Es de suponer que Kenneth Branagh es un cineasta incansable, y también singular. Aunque no será por ello por lo que lo podré recordar. Tampoco por sus innumerables y certeras, según cada cuál, aproximaciones a Shakespeare, o a su maravilloso sentido escénico, uno reconocible y atenorado, sensible. No. A Kenneth Branagh se le tiene en estima por su alma, por su sencillez, porque en el fondo, es un verdadero sentimental, que da igual que se plante el bigote más inverosímil en el rostro para vérselas en el pellejo de Hercule Poirot o que se lance a reinterpretar a Charles Perrault. O que se líe la cabeza dejando su impronta en el universo Marvel con aquel Thor (2011) fundacional. Kenneth Branagh es un cineasta old school, ecléctico como pocos, un narrador nato de los que crean historias y las animan con gusto por la alegría y por la tragedia, que esta vez se ha ido a su esencia, a su infancia, a su propia identidad. Un cine de esos que acerca al hombre visto desde sus propios ojos, casi como aquella Fue la mano de Dios (2021) de Paolo Sorrentino, una pieza autobiográfica llena de espíritu y voluntad, de brillante cinematografía e interpretaciones magníficas —con particular énfasis en Jude Hill, Caitriona Balfe y la entrañable dupla Judi Dench/Ciarán Hinds—. Puede que no sea perfecta —qué lo es, dirá el lector, con razón—, sobre todo si atendemos a algunos aspectos aislados de su organización fílmica como podría ser cierta tendencia al histrión narrativo, algo que está hermanado con el gusto por lo teatral del cineasta irlandés, claro, pero que en absoluto sirve para empañar el resultado final de una obra muy fuerte, quizá la más grande con la que se ha visto entre manos el propio Branagh en muchos años. Y que no va a ser suficiente para doblegar el talante ni el tono de esta crítica, que se va a mantener siempre firme en los valores positivos, tal y como es de justicia, como no podría ser de otro modo, tras el visionado de Belfast.

### [Filas proporcionadas]

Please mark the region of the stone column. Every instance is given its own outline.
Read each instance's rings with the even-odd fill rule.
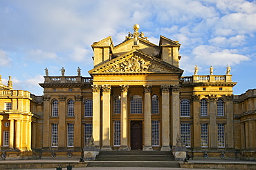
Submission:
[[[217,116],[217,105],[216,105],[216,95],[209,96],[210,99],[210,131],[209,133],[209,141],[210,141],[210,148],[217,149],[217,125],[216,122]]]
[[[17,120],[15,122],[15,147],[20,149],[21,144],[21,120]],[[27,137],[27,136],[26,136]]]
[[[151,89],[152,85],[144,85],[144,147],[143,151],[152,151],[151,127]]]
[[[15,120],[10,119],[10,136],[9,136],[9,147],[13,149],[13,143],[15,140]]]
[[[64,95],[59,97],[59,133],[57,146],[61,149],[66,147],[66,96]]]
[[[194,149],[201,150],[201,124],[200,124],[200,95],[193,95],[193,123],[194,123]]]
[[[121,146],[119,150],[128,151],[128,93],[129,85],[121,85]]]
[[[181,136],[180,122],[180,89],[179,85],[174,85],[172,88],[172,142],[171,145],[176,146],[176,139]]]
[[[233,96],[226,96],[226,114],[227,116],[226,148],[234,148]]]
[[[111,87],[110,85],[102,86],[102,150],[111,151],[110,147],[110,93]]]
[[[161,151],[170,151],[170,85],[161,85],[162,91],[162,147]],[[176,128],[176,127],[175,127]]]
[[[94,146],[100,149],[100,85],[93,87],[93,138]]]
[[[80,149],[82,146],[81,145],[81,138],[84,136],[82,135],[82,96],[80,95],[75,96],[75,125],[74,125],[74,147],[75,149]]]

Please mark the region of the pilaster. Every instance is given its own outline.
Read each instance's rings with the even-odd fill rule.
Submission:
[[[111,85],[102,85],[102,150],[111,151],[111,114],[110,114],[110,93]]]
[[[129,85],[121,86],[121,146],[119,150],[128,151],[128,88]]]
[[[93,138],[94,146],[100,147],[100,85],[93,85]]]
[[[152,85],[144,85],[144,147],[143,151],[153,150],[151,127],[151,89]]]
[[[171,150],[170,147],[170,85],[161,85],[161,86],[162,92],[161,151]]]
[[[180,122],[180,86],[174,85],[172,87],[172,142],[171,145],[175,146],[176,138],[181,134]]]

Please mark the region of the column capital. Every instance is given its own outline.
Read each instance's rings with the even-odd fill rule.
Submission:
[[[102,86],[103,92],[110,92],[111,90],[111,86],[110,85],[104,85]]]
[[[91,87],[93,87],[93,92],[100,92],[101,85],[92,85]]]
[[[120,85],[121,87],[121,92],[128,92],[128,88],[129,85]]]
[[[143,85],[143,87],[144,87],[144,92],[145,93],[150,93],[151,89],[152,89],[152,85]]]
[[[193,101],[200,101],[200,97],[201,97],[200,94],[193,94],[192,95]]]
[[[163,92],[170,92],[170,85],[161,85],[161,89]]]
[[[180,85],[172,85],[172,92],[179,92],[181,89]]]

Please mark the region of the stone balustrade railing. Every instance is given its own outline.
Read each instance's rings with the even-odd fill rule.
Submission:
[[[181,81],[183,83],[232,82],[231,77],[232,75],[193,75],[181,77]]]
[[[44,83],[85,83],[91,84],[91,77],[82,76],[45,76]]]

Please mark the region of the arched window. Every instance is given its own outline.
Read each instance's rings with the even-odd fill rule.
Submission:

### [Ejercicio]
Responde sí o no a si cada afirmación concuerda con la reseña y cita las palabras exactas que lo deciden: (a) Thor (2011) aparece como una obra fundacional en el universo Marvel; (b) Belfast se presenta como una película perfecta; (c) Belfast se compara con una película de Paolo Sorrentino. Las filas no tienen relación alguna con la reseña.

### [Respuesta]
(a) Sí: «con aquel Thor (2011) fundacional».
(b) No: «Puede que no sea perfecta».
(c) Sí: «casi como aquella Fue la mano de Dios (2021) de Paolo Sorrentino».